BEGIN Page excerpt

Franklin County, Nebraska

For Another Day

By Rena Donovan
Transcribed by Carol Wolf Britton

Franklin County Chronicle, February 01, 2000

While seated at Veda Clements’ kitchen table last week, she picked up the following article from an unnamed February 2, 1934 newspaper and said, “ I think your readers would be interested in this information.” I read this to myself in the comforts of my upstairs office as the snow fell softly outside the window. A Phone call to our local courthouse started my research. A very nice person helped me locate the farms mentioned below on my 1905 Franklin County Atlas map. This story of the Franklin Area is recorded as follows:

“Visit By Old-timer: David Riley Carpenter Visits Scenes of His Early Life in Franklin County.”

“Last Friday David Riley Carpenter of Newton, Kansas Arrived at the home of his sister, Mrs. R. D. Burton, three miles east of town, where he will visit a few weeks. Fifty-seven years ago (1877) Mr. Carpenter married a Franklin County girl, Miss Emma A. Peak, sister of Gus Peak and daughter of Eleazer Peak.

The Peak family (20-2-14 note above map) and the Carpenter family (32-2-14, note map) were well known in Franklin county, and especially in the vicinity of Franklin. In the year 1869 or 1870, the father Peak and his son, Gus, homesteaded a mile and a half north of Franklin, and here, in the early ‘70’s, father Peak died, with the distinction of being the second person to be buried in Greenwood Cemetery. His other two sons, Will and John were once residents of this community.

The elder Carpenters, Jacob and wife, purchased a 40 acre tract a mile east of town in 1894 and built on it. They lived there until their passing (Mother Carpenter, 1905 and father Carpenter, 1912). William, a son, was hotelkeeper here several years and was town Marshall for ten years. Other sons, Henry and Jim, were also residents of Franklin.

In the year 1881, David Riley Carpenter moved to the old Peak farm, where he lived a year, then purchased the north 80 of the old Billy Carl Farm (30-2-14, Map), where he built a sod house and lived a year, then he built the little square house that still stands at the northeast corner of the old Academy campus, where he lived a few years.

In the years 1881 and 1882, Mrs. Carpenter taught at the Macon School, and then taught in what was called the German District. Fifty-two years ago (1882) Mr. Carpenter taught in the upper room of the Franklin School and Miss Wynings taught in the lower room. This was the second term of school taught in Franklin. The next year Mr. Carpenter taught the old Haynes District.

While living in Franklin, Mr. Carpenter worked at masonry and plastering, and built the foundation and plastered several houses now standing here. He laid the corner stone of the Old Congregational Church, which was attended with ceremonies, and 50 years ago he built the brick vault for the First National Bank, founded by Col. Zediker. This bank building burned down 20 years later, but the vault is still intact in the present bank. Mr. Carpenter is now a writer of verse and songs to some extent, and on Sunday at the Methodist Church dinner, where a program was put on, he, by request, sang tow of his songs and recited one of his humorous poems to the delight of his listeners. Two years ago, when Mr. Carpenter was here he was made honorary member of the Travel Club.”

END Page excerpt
BEGIN Data section

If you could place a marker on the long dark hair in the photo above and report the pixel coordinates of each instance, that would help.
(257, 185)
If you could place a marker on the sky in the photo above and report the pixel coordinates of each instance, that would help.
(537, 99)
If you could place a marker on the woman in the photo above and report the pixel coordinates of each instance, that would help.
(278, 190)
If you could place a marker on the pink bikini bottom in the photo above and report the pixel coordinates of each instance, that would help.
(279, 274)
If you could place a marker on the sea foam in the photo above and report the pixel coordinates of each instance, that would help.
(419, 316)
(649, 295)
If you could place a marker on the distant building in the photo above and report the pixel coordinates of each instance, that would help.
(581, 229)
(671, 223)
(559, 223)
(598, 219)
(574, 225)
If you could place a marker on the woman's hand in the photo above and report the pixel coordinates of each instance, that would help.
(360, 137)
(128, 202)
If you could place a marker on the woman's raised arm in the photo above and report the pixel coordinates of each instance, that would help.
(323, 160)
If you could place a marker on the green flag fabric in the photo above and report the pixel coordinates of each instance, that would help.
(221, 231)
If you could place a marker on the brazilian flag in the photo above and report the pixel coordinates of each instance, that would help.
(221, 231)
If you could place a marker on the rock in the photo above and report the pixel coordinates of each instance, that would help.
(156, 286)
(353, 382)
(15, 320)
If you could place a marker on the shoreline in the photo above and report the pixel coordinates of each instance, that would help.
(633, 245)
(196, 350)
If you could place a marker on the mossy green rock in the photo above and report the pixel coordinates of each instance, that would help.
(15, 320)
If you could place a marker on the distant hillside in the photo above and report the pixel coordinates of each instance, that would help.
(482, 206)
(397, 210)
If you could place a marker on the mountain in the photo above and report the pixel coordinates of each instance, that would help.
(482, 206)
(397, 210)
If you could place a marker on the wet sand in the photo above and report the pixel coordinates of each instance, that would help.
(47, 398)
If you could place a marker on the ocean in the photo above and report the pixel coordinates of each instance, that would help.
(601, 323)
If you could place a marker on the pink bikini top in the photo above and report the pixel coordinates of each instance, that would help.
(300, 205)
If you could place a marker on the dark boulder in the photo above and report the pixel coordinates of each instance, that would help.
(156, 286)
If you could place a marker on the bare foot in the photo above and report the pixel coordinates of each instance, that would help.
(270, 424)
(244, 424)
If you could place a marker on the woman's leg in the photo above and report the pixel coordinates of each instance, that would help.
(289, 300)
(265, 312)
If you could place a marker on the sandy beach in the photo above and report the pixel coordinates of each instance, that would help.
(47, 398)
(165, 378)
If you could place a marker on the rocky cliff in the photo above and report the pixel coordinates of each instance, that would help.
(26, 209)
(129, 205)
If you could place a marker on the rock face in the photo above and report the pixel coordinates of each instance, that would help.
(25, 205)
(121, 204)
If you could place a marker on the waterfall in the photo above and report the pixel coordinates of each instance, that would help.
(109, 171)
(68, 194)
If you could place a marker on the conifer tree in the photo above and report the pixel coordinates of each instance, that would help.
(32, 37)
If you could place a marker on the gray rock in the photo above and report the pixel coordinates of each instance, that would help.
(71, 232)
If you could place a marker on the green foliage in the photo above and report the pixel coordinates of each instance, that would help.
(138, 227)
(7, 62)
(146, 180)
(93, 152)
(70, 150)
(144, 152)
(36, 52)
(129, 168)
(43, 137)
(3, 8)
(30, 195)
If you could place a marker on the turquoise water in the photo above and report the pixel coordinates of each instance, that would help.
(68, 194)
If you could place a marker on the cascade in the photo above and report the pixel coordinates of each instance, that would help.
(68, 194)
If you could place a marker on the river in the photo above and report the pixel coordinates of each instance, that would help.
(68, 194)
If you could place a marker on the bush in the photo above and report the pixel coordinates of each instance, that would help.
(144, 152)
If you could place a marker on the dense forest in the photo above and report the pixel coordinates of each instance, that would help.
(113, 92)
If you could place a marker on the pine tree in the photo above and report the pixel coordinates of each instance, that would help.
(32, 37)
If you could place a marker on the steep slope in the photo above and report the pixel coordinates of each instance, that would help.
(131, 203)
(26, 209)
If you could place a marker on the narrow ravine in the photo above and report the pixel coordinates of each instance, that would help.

END Data section

#### Tasks to perform:
A – Reproduce the Franklin County Chronicle article from "The Peak family" up to and including "residents of Franklin.".
B – Translate this sentence from the Franklin County Chronicle article into Spanish: "Other sons, Henry and Jim, were also residents of Franklin."
C – Answer these questions from the Franklin County Chronicle article:
(i) In what year did the elder Carpenters buy the 40 acre tract east of town?
(ii) At which school did Mrs. Carpenter teach in 1881 and 1882 before teaching in the German District?
(iii) Who founded the First National Bank?
Rely only on the Franklin County Chronicle article.

#### Task-by-task outputs:
A –
The Peak family (20-2-14 note above map) and the Carpenter family (32-2-14, note map) were well known in Franklin county, and especially in the vicinity of Franklin. In the year 1869 or 1870, the father Peak and his son, Gus, homesteaded a mile and a half north of Franklin, and here, in the early ‘70’s, father Peak died, with the distinction of being the second person to be buried in Greenwood Cemetery. His other two sons, Will and John were once residents of this community.

The elder Carpenters, Jacob and wife, purchased a 40 acre tract a mile east of town in 1894 and built on it. They lived there until their passing (Mother Carpenter, 1905 and father Carpenter, 1912). William, a son, was hotelkeeper here several years and was town Marshall for ten years. Other sons, Henry and Jim, were also residents of Franklin.

B – Otros hijos, Henry y Jim, también fueron residentes de Franklin.

C –
(i) 1894
(ii) The Macon School
(iii) Col. Zediker